■ **Direction A**:
According to the text on the National Diet Building, which three items in the building were not made from Japanese materials?
■ **Direction B**:
From the National Diet Building text, reproduce everything from "German architects Wilhelm" down to "of Justice buildings.".

* Start Text section *

National Diet Building
The Diet Building was completed in 1936 and is constructed out of purely Japanese materials, with the exception of the stained glass, door locks, and pneumatic tube system.
- 1 History
- 2 Main facilities in the National Diet Building
- 3 See also
- 4 References
- 5 Further reading
The construction of the building for the old Imperial Diet began in 1920; however, plans for the building date back to the late 1880s. The Diet met in temporary structures for the first fifty years of its existence because there was no agreement over what form its building should take.
German architects Wilhelm Böckmann and Hermann Ende were invited to Tokyo in 1886 and 1887, respectively. They drew up two plans for a Diet building. Böckmann's initial plan was a masonry structure with a dome and flanking wings, similar to other legislatures of the era, which would form the core of a large "government ring" south of the Imperial Palace. However, at the time there was public resistance in Japan to Foreign Minister Inoue Kaoru's internationalist policies, and so the architects submitted a more "Japanese" design as well, substituting traditional Japanese architectural features for many parts of the building. Ende and Böckmann's Diet Building was never built, but their other "government ring" designs were used for the Tokyo District Court and Ministry of Justice buildings.
In 1898, Prime Minister Itō Hirobumi interviewed American Ralph Adams Cram, who proposed a more "Oriental" design for the building, featuring tiled roofs and a large enclosure of walls and gates. The Itō government fell as Cram was en route to the United States, and the project was dropped.
First building, second building, and fires at both
With an internal deadline approaching, the government enlisted Ende and Böckmann associate Adolph Stegmueller and Japanese architect Yoshii Shigenori to design a temporary structure. The building, a two-story, European-style wooden structure, opened in November 1890 on a site in Hibiya.

* End Text section *
* Start Supplied data *

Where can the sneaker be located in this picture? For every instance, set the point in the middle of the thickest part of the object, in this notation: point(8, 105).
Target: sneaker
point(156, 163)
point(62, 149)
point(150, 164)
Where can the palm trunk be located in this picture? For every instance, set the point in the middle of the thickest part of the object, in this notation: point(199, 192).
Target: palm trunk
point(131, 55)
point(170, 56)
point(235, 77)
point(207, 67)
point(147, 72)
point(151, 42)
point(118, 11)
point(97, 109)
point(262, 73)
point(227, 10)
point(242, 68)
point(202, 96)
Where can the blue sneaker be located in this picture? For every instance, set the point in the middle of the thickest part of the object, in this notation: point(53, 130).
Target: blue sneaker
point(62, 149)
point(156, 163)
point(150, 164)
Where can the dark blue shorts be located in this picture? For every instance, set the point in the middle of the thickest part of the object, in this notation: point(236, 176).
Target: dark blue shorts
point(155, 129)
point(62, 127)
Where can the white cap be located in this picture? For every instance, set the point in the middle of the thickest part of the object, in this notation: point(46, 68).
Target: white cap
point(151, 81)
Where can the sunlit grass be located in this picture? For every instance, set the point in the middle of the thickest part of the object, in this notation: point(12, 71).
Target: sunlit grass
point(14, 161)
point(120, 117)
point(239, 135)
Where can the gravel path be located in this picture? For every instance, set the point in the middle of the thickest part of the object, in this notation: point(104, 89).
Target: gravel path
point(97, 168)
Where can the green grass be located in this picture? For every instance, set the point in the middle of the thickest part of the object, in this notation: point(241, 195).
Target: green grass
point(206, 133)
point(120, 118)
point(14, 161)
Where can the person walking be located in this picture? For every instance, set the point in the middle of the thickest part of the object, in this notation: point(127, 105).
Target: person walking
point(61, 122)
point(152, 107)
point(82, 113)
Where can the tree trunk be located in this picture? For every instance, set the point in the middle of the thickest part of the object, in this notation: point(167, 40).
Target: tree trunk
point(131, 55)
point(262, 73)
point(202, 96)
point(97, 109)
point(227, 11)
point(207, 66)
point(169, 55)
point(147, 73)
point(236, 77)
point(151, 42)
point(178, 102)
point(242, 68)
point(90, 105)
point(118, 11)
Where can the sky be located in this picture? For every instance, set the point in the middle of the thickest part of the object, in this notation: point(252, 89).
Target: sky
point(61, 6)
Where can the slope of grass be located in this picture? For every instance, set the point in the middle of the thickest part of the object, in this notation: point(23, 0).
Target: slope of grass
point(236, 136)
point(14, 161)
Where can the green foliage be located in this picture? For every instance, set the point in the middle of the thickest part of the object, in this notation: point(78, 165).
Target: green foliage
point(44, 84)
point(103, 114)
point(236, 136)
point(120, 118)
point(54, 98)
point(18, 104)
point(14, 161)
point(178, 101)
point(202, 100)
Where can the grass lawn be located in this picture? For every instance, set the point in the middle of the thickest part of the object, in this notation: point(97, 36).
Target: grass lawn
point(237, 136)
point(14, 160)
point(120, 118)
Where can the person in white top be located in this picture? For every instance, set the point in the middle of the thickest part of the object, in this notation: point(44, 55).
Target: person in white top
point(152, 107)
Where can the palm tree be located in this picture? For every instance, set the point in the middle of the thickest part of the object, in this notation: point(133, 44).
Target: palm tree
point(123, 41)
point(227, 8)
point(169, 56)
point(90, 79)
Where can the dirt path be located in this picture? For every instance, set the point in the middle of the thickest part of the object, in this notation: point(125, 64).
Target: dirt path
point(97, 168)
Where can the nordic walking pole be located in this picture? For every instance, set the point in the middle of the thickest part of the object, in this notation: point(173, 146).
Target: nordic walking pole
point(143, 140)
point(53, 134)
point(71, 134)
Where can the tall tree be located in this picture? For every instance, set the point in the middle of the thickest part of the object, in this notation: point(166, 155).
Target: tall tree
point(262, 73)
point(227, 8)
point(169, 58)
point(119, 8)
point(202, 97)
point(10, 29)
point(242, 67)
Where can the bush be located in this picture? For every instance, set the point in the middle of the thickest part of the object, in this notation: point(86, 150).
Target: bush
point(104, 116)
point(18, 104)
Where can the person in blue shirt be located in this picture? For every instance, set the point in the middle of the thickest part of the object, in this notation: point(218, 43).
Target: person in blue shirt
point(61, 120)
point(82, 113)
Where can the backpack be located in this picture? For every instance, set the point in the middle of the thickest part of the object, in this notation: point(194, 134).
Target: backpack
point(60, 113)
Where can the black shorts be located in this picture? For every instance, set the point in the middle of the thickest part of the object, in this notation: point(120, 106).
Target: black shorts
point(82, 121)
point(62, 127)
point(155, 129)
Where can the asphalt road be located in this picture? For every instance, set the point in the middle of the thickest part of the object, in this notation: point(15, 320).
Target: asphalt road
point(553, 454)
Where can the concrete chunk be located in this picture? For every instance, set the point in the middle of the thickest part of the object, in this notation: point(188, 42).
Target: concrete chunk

* End Supplied data *

■ **Task result A**:
The stained glass, the door locks, and the pneumatic tube system.

■ **Task result B**:
German architects Wilhelm Böckmann and Hermann Ende were invited to Tokyo in 1886 and 1887, respectively. They drew up two plans for a Diet building. Böckmann's initial plan was a masonry structure with a dome and flanking wings, similar to other legislatures of the era, which would form the core of a large "government ring" south of the Imperial Palace. However, at the time there was public resistance in Japan to Foreign Minister Inoue Kaoru's internationalist policies, and so the architects submitted a more "Japanese" design as well, substituting traditional Japanese architectural features for many parts of the building. Ende and Böckmann's Diet Building was never built, but their other "government ring" designs were used for the Tokyo District Court and Ministry of Justice buildings.